THE EXERCISE ->
Render the listing below as a Markdown table with the columns Row and Text. Number each line in Row and put the line itself in Text, skipping blank lines.

DATA FOR PROCESSING ->

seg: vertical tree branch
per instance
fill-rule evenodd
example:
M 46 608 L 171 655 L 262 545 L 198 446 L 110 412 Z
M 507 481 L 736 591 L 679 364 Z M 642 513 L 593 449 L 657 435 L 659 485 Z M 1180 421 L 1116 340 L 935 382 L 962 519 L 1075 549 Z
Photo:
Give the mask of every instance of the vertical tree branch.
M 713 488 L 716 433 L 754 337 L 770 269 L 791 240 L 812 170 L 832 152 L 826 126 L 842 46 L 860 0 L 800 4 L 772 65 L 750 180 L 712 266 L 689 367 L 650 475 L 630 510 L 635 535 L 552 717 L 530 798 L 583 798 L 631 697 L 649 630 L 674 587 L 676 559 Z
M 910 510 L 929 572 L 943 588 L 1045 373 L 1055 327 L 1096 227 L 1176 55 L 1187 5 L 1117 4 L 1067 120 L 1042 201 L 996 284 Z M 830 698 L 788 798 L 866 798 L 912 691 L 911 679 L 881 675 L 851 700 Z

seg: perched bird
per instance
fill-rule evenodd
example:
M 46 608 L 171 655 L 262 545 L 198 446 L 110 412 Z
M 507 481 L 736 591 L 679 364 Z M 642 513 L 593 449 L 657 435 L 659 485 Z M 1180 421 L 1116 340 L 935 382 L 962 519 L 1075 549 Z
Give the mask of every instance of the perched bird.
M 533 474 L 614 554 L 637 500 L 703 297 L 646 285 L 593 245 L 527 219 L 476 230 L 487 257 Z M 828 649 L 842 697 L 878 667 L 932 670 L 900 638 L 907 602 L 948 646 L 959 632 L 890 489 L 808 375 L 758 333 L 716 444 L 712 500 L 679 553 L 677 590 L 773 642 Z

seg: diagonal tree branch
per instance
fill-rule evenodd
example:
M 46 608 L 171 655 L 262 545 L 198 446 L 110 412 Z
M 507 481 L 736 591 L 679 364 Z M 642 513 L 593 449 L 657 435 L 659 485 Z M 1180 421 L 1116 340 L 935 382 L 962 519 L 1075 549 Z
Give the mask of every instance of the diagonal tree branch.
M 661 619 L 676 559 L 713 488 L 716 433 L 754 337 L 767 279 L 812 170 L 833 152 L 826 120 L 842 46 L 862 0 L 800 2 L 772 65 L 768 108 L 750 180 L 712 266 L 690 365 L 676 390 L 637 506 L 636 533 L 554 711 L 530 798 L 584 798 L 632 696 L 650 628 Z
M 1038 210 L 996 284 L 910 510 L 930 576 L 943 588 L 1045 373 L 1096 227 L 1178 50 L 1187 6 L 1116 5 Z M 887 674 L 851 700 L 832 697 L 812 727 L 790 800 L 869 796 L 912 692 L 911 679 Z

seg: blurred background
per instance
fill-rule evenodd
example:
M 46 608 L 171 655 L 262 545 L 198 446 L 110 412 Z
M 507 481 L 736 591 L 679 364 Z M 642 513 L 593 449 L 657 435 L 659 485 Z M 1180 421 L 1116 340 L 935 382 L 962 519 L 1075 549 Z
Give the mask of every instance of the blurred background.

WRITTEN RESPONSE ->
| Row | Text |
|---|---|
| 1 | seg: vertical tree branch |
| 2 | per instance |
| 3 | fill-rule evenodd |
| 4 | example: |
| 5 | M 46 608 L 171 655 L 262 545 L 198 446 L 110 412 Z |
| 6 | M 507 481 L 736 591 L 679 364 Z M 642 513 L 593 449 L 657 435 L 659 485 Z M 1180 421 L 1116 340 L 935 382 L 962 519 L 1075 549 Z |
| 7 | Photo: |
| 8 | Give the mask of every instance of the vertical tree branch. |
| 9 | M 713 488 L 716 433 L 754 337 L 770 269 L 791 240 L 812 170 L 832 152 L 826 126 L 842 46 L 860 0 L 800 4 L 772 65 L 750 180 L 712 266 L 689 367 L 650 475 L 630 510 L 635 535 L 552 717 L 530 798 L 583 798 L 631 697 L 649 630 L 674 587 L 676 559 Z |
| 10 | M 910 510 L 929 572 L 943 588 L 1045 373 L 1055 327 L 1096 227 L 1176 55 L 1187 5 L 1117 4 L 1067 120 L 1042 201 L 996 284 Z M 830 698 L 788 798 L 866 798 L 912 691 L 911 679 L 881 675 L 851 700 Z |
| 11 | seg: perched bird |
| 12 | per instance |
| 13 | fill-rule evenodd |
| 14 | example: |
| 15 | M 46 608 L 171 655 L 262 545 L 198 446 L 110 412 Z |
| 16 | M 507 481 L 736 591 L 679 364 Z M 642 513 L 593 449 L 657 435 L 659 485 Z M 1180 421 L 1116 340 L 935 382 L 962 519 L 1075 549 Z |
| 17 | Give the mask of every instance of the perched bird. |
| 18 | M 533 474 L 614 554 L 637 500 L 703 297 L 646 285 L 593 245 L 527 219 L 476 230 L 487 257 Z M 828 649 L 842 697 L 878 667 L 932 670 L 900 638 L 907 602 L 948 646 L 959 632 L 890 489 L 808 375 L 758 333 L 716 444 L 712 500 L 679 553 L 677 590 L 773 642 Z |
| 19 | seg: diagonal tree branch |
| 20 | per instance |
| 21 | fill-rule evenodd |
| 22 | example: |
| 23 | M 46 608 L 171 655 L 262 545 L 198 446 L 110 412 Z |
| 24 | M 507 481 L 736 591 L 679 364 Z M 642 513 L 593 449 L 657 435 L 659 485 Z M 1180 421 L 1116 340 L 935 382 L 962 519 L 1075 549 Z |
| 25 | Give the mask of every instance of the diagonal tree branch. |
| 26 | M 661 619 L 676 559 L 713 488 L 716 433 L 754 337 L 767 279 L 812 170 L 833 152 L 826 120 L 842 46 L 862 0 L 800 2 L 772 65 L 768 108 L 750 180 L 712 266 L 690 365 L 676 390 L 637 506 L 636 533 L 554 711 L 530 798 L 584 798 L 632 696 L 650 628 Z |
| 27 | M 1038 210 L 996 284 L 910 510 L 930 576 L 943 588 L 1045 373 L 1096 227 L 1178 50 L 1187 6 L 1116 5 Z M 887 674 L 851 700 L 832 697 L 812 727 L 790 800 L 869 796 L 912 692 L 911 679 Z |
| 28 | seg: blurred background |
| 29 | per instance |
| 30 | fill-rule evenodd |
| 31 | example: |
| 32 | M 46 608 L 171 655 L 262 545 L 198 446 L 110 412 Z |
| 33 | M 507 481 L 736 591 L 679 364 Z M 642 513 L 593 449 L 657 435 L 659 485 Z M 1180 421 L 1116 340 L 935 382 L 962 519 L 1075 549 Z |
| 34 | Give the mask of every instance of the blurred background. |